• [Record list]:

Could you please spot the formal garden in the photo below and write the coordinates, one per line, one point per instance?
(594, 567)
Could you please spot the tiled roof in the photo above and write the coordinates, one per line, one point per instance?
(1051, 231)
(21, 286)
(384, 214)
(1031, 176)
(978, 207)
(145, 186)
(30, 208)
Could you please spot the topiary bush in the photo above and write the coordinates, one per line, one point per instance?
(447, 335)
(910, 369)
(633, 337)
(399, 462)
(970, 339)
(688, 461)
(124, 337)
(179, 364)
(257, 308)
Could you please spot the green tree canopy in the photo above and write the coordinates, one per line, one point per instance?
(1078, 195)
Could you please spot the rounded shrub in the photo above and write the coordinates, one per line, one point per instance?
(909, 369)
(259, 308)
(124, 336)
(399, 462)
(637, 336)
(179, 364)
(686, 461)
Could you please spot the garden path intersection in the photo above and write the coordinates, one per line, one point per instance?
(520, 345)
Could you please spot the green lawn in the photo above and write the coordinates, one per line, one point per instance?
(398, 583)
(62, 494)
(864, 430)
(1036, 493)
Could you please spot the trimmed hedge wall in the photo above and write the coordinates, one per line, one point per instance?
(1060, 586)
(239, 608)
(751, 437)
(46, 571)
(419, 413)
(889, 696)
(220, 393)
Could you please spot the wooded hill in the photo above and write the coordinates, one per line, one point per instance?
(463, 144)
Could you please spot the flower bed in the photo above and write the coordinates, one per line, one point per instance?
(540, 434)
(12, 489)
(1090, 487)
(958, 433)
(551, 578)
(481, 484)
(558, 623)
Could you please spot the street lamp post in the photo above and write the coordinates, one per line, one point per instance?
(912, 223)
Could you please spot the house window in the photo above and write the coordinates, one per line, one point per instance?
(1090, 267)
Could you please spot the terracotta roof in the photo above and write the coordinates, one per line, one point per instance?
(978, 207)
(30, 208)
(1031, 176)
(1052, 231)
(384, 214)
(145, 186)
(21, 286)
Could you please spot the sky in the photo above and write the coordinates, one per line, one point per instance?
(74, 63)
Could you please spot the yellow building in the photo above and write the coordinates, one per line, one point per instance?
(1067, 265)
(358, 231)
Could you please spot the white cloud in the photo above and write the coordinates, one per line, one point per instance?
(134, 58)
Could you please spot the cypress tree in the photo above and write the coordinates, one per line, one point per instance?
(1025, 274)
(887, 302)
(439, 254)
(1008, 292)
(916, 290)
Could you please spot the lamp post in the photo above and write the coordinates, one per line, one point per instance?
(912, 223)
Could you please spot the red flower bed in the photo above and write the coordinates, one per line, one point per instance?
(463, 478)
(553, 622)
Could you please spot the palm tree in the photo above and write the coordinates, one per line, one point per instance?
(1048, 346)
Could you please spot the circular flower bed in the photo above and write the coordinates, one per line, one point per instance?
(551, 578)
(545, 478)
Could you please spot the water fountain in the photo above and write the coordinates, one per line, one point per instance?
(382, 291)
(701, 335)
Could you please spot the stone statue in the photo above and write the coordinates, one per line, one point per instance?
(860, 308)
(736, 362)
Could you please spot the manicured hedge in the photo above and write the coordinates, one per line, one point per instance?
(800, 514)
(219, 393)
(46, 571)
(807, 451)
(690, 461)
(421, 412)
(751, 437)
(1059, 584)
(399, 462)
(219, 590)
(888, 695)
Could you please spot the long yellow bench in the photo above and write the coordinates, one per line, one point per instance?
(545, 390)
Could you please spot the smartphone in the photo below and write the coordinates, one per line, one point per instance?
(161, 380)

• [Do this]: Repeat the data above exactly.

• [Solution to this problem]:
Could you please spot the formal garden in the photo below and write the coordinates, one per line, one point per instance?
(594, 567)
Could you please spot the tiled roof in the photo above and write the coordinates, one per line, one point per instance?
(1051, 231)
(21, 286)
(384, 214)
(1031, 176)
(978, 207)
(145, 186)
(30, 208)
Could you please spot the topiary bush in the photo above and write the coordinates, one per line, one point per instance?
(447, 335)
(910, 369)
(633, 337)
(399, 462)
(970, 339)
(688, 461)
(124, 337)
(179, 364)
(257, 308)
Could you please spot the green tree canopy in the photo above and write the coordinates, one per line, one point per instance?
(1078, 195)
Could you please spot the rounded shrub in the photo above and write the coordinates, one per line, one point per instance?
(909, 369)
(259, 308)
(124, 336)
(399, 462)
(637, 336)
(179, 364)
(686, 461)
Could you please spot the garden path intersection in the photo above and write the coordinates, one per line, one point per instance?
(520, 345)
Could you please spot the green lawn in the photo above and write the coordinates, one per line, one point per instance?
(398, 583)
(62, 494)
(864, 430)
(1036, 493)
Could you please spot the trimmed hedge wall in the photo above and write the coordinates, one per line, one point per instance?
(1060, 586)
(239, 608)
(751, 437)
(46, 571)
(419, 413)
(889, 696)
(220, 393)
Could you please spot the wooded hill in the photo above and write the coordinates, one per line, one point per instance?
(463, 144)
Could you please spot the flower bed in the photo above and write the coordinates, one per line, one point per instance?
(540, 434)
(12, 489)
(1090, 487)
(958, 433)
(551, 578)
(481, 484)
(558, 623)
Could you please spot the street lamp post in the photo above and write the coordinates, one per line, one point per instance?
(912, 223)
Could you please spot the house window in the photo above and write the coordinates, one per line, one point per instance?
(1090, 267)
Could you please spot the terracotta roof in the photo above and write the coordinates, one per line, one point per instance?
(978, 207)
(30, 208)
(1031, 176)
(1052, 231)
(384, 214)
(145, 186)
(21, 286)
Could you please spot the sky in the photo above and write the coordinates, one per line, one point per instance?
(74, 63)
Could you please spot the yellow building in the photo above and write the coordinates, one per line, one point per instance?
(1067, 265)
(358, 231)
Could you please spot the white cloud in the photo above and write the coordinates, one per line, one point per instance?
(134, 58)
Could you please spot the cypress tree in the photo above and write the coordinates, one per line, one point per instance?
(1025, 274)
(887, 302)
(439, 254)
(1008, 292)
(916, 290)
Could you please spot the lamp post in the photo above and write the coordinates, one per line, one point per instance?
(912, 223)
Could you please spot the red flower bed in the photo above and write the coordinates, one per line, one point per instance?
(463, 478)
(553, 622)
Could you please spot the palm tree in the photo above and write the coordinates, one per line, one point per instance?
(1048, 346)
Could you please spot the circular flower bed in the photo above and write the coordinates, one per line, one point per instance?
(551, 578)
(545, 478)
Could you please spot the water fountain in the photo above and write the coordinates, one per line, one point per instance?
(382, 291)
(701, 335)
Could you please spot the stone statue in the photo above and write the coordinates, one per line, one point per instance?
(860, 308)
(736, 362)
Could you please spot the manicured hedge in the photo above and write the coordinates, one per line, one point per instance?
(800, 514)
(219, 393)
(46, 571)
(807, 451)
(690, 461)
(421, 412)
(751, 437)
(1059, 584)
(399, 462)
(219, 590)
(888, 695)
Could you please spot the long yellow bench in the photo above and write the coordinates, one per line, one point per instance?
(545, 390)
Could you please spot the smartphone in the photo below and write the coordinates, one per line, one point per instance?
(161, 380)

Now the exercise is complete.